(Recorded data)
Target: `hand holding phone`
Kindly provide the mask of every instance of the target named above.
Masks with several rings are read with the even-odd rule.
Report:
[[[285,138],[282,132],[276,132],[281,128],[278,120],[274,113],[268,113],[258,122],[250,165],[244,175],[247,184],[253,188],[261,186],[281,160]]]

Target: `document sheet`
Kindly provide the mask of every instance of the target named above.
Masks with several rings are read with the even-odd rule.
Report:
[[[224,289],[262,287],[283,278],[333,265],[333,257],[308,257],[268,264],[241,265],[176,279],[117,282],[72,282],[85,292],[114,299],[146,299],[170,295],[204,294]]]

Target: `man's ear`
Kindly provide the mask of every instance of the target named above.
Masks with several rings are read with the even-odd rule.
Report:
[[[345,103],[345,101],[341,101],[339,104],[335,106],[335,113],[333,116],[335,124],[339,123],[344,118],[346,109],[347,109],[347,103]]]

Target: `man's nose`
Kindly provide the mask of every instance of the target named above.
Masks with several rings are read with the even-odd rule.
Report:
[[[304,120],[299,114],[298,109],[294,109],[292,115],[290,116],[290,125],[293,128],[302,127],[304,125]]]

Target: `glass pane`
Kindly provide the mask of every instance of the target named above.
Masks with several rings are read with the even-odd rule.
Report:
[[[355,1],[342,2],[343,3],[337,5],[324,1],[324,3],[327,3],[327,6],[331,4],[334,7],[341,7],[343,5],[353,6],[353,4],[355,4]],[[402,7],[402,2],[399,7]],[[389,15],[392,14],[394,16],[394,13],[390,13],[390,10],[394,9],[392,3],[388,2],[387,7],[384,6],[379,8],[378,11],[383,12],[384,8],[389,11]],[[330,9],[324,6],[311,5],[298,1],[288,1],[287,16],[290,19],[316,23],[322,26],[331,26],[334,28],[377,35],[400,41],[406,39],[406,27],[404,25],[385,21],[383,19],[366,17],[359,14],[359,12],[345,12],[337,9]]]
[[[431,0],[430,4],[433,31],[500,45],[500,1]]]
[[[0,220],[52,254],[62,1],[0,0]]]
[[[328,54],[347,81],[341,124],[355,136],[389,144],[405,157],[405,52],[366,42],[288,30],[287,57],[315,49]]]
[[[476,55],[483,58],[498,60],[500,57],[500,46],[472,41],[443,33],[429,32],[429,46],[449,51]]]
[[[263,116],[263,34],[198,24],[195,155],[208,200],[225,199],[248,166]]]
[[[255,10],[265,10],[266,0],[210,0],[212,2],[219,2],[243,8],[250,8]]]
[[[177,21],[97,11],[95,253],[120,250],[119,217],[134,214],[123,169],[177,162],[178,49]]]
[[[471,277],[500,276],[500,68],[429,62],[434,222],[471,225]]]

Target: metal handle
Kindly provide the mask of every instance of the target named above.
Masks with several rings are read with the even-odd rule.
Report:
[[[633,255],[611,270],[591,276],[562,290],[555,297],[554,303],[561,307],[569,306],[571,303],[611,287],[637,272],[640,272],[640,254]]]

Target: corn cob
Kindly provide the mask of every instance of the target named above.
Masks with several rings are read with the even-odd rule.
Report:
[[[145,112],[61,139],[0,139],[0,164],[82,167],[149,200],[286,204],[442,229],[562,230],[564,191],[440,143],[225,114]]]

▶ _DESCRIPTION OF THE TASK_:
Exact copies of all the records are to be printed.

▶ _SOLVED EXERCISE_:
Target: `hand holding phone`
Kindly provide the mask of every instance of the target named above.
Masks with several rings are read with the even-odd rule.
Report:
[[[285,138],[282,132],[276,132],[281,128],[278,120],[274,113],[268,113],[258,122],[250,165],[244,175],[247,184],[253,188],[261,186],[281,160]]]

Target: `document sheet`
Kindly provide the mask of every instance of the target named above.
Masks with several rings are read with the even-odd rule.
Report:
[[[224,289],[262,287],[283,278],[333,265],[333,257],[308,257],[268,264],[241,265],[176,279],[117,282],[72,282],[85,292],[114,299],[146,299],[170,295],[204,294]]]

Target: `man's ear`
Kindly provide the mask of every instance of the target named above.
Masks with several rings are read with the even-odd rule.
Report:
[[[345,103],[345,101],[341,101],[339,104],[335,106],[335,113],[333,116],[335,124],[339,123],[344,118],[346,109],[347,109],[347,103]]]

Target: `man's nose`
Kindly provide the mask of every instance of the target named above.
Masks with several rings are read with the even-odd rule.
Report:
[[[304,120],[299,114],[298,109],[294,109],[292,115],[290,116],[290,125],[293,128],[302,127],[304,125]]]

Target: `glass pane`
Kindly provide the mask of every instance of the target named above.
Masks with several rings are read with the even-odd rule.
Report:
[[[355,1],[342,2],[343,3],[337,5],[324,1],[324,3],[327,3],[327,6],[331,4],[334,7],[341,7],[343,5],[353,6],[353,4],[355,4]],[[402,7],[402,2],[399,7]],[[389,15],[392,14],[394,16],[394,13],[390,13],[390,10],[394,9],[392,3],[388,2],[387,7],[384,6],[379,8],[378,11],[383,12],[384,8],[389,11]],[[330,9],[324,6],[311,5],[298,1],[288,1],[287,16],[290,19],[316,23],[322,26],[331,26],[334,28],[377,35],[400,41],[406,39],[406,27],[404,25],[385,21],[383,19],[366,17],[359,14],[359,12],[345,12],[337,9]]]
[[[431,0],[430,4],[433,31],[500,45],[500,1]]]
[[[0,220],[52,254],[62,1],[0,0]]]
[[[328,54],[347,81],[341,124],[355,136],[389,144],[405,157],[405,52],[366,42],[288,30],[287,57],[315,49]]]
[[[476,55],[483,58],[498,60],[500,57],[500,46],[472,41],[443,33],[429,32],[429,46],[449,51]]]
[[[263,116],[263,34],[198,24],[195,155],[208,200],[225,199],[248,166]]]
[[[255,10],[265,10],[266,0],[210,0],[212,2],[219,2],[243,8],[250,8]]]
[[[177,21],[97,11],[95,253],[120,250],[119,217],[134,214],[123,169],[177,162],[178,49]]]
[[[471,277],[500,276],[500,68],[429,62],[434,222],[471,225]]]

Target: metal handle
Kindly provide the mask of every instance of the target named above.
Masks with several rings are read with the even-odd rule.
Report:
[[[633,255],[611,270],[591,276],[562,290],[555,297],[554,303],[561,307],[569,306],[571,303],[611,287],[637,272],[640,272],[640,254]]]

Target: corn cob
Kindly provide the mask of every instance of the target named above.
Masks with several rings are read with the even-odd rule.
Report:
[[[145,112],[61,139],[0,139],[0,164],[82,167],[149,200],[286,204],[442,229],[562,230],[564,191],[440,143],[225,114]]]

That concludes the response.